>> Begin Source excerpt

You are viewing a plain text version of this content. The canonical link for it is here.
Posted to dev@calcite.apache.org by Michael Mior <mm...@apache.org> on 2021/04/07 19:30:22 UTC

Apache Arrow adapter

Hi all,

I wanted to share some work one of my (now former) students, Karshit
Shah, has done with integrating Apache Arrow into Calcite. Karshit has
written an Arrow adapter that's able to perform filtering and
projections natively on Arrow data using Gandiva so these expressions
can be JITed using LLVM. The pull request[0] needs some cleanup, but
the code is in relatively good shape.

Right now, the adapter only reads from files, but I think there are a
number of exciting extensions to this that are possible. For example,
Arrow has a client-server framework Flight which could be connected
with Calcite, perhaps via Avatica. (Andy Grove was doing some work on
this last year[1] although I'm not sure of the progress.)

>> End Source excerpt
>> Begin Record set

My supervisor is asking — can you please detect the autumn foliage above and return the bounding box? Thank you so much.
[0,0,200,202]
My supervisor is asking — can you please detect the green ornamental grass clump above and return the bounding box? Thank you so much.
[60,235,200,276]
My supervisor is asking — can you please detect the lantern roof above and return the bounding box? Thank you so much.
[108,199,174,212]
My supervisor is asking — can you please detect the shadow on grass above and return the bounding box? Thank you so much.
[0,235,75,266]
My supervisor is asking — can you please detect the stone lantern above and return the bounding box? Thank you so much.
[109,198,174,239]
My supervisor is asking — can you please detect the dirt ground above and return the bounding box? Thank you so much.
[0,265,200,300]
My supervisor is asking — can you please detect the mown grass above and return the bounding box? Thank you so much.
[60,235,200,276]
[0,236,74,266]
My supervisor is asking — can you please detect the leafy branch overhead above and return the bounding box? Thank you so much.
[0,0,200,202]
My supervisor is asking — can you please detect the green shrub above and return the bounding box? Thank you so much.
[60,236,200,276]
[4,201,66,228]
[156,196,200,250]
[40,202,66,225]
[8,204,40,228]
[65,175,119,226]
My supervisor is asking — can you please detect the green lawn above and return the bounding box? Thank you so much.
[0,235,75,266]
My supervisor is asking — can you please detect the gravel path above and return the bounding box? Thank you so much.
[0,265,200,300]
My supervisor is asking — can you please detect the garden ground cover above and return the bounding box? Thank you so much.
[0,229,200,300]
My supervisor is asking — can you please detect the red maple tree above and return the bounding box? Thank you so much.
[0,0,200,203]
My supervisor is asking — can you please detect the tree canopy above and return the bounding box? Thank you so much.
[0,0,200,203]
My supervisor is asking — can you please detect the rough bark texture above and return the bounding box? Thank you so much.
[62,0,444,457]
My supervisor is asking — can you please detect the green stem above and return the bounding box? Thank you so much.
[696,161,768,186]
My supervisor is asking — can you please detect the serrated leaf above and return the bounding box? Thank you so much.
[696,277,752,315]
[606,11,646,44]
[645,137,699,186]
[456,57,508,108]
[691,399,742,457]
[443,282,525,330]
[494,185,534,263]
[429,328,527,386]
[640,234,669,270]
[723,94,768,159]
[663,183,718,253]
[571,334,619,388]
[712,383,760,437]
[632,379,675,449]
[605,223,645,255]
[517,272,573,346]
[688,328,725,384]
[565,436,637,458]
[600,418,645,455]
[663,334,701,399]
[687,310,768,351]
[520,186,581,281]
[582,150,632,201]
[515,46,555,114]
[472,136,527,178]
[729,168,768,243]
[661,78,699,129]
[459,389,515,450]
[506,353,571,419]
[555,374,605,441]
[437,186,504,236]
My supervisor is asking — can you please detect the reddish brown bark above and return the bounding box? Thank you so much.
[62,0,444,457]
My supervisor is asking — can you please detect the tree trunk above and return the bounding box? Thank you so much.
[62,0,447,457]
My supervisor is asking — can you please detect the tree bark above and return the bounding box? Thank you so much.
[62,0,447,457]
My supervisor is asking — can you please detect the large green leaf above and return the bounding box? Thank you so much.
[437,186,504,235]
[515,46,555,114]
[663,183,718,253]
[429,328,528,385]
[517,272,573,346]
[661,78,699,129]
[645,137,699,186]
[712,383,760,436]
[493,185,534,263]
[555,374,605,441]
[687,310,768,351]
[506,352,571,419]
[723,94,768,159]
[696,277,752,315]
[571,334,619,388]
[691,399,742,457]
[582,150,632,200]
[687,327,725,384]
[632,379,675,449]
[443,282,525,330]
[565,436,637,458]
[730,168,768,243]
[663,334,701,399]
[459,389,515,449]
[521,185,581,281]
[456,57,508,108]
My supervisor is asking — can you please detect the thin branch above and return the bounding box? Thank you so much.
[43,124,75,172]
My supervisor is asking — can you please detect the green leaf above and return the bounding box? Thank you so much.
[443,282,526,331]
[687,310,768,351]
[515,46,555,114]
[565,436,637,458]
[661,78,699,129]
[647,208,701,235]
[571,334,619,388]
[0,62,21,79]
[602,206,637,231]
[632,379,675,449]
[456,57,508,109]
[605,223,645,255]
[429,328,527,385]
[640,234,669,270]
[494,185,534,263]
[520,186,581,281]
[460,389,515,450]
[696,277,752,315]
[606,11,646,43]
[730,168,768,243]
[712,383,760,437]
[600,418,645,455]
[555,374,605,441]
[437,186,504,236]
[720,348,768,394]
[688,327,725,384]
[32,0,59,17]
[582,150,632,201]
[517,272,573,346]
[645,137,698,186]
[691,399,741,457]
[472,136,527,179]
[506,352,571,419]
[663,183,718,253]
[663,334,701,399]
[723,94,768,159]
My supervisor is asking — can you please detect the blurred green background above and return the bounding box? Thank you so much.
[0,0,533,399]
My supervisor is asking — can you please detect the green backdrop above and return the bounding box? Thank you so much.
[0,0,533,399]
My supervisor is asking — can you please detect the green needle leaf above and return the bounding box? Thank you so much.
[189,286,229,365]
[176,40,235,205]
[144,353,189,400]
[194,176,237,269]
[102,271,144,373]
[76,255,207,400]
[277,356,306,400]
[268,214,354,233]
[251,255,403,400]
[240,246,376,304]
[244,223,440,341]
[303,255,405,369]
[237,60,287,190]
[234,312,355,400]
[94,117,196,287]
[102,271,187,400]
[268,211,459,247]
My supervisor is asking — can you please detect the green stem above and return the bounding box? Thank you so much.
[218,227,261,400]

>> End Record set

**Goals:**
a: Answer these questions using the Apache Arrow adapter post:
(i) What does the adapter use to perform filtering and projections natively on Arrow data?
(ii) What does the adapter currently read from?
(iii) What is the name of Arrow's client-server framework?
b: From the Apache Arrow adapter post, extract the stretch from "Posted to dev@calcite.apache.org" through "relatively good shape.".
c: Continue the Apache Arrow adapter post from where it stops.

**Solved problems:**
a:
(i) Gandiva
(ii) Files
(iii) Flight

b:
Posted to dev@calcite.apache.org by Michael Mior <mm...@apache.org> on 2021/04/07 19:30:22 UTC

Apache Arrow adapter

Hi all,

I wanted to share some work one of my (now former) students, Karshit
Shah, has done with integrating Apache Arrow into Calcite. Karshit has
written an Arrow adapter that's able to perform filtering and
projections natively on Arrow data using Gandiva so these expressions
can be JITed using LLVM. The pull request[0] needs some cleanup, but
the code is in relatively good shape.

c:
The biggest blocker on this is actually not the Calcite code, but the
availability of a suitably built Arrow dependency with Gandiva along
with the appropriate CI configuration. I opened a JIRA on the Arrow
project with some more details[2].

I'd love some thoughts on the approach and some help in pushing this
over the finish line.

[0] https://github.com/apache/calcite/pull/2133
[1] https://mail-archives.apache.org/mod_mbox/calcite-dev/202002.mbox/%3cCAJEf=X5xvXLQpJkX_VjJk=TnNRwT52v0=p28SCzmid1tycE4mQ@mail.gmail.com%3e
[2] https://issues.apache.org/jira/browse/ARROW-11135
--
Michael Mior
mmior@apache.org

Re: Apache Arrow adapter

Posted by Michael Mior <mm...@apache.org>.
Yes, it was a bit of a challenge to get working in the Linux and macOS
development environments we've been using. This is why I temporarily
checked in the jar, but this should certainly be removed before the PR
is merged.

--
Michael Mior
mmior@apache.org

Le sam. 10 avr. 2021 à 17:05, Julian Hyde <jh...@apache.org> a écrit :
>
> I've been trying to switch over to use the official Apache Arrow
> Gandiva 3.0.0 jar at Maven central. (Which means we can remove the
> 3.0.0-SNAPSHOT.jar that you had checked into arrow/libs.) That jar is
> built for macOS, and is a little more tricky to get running than the
> previous jar, which was built for Linux. I'll post to
> https://issues.apache.org/jira/browse/ARROW-11135 as I discover
> things.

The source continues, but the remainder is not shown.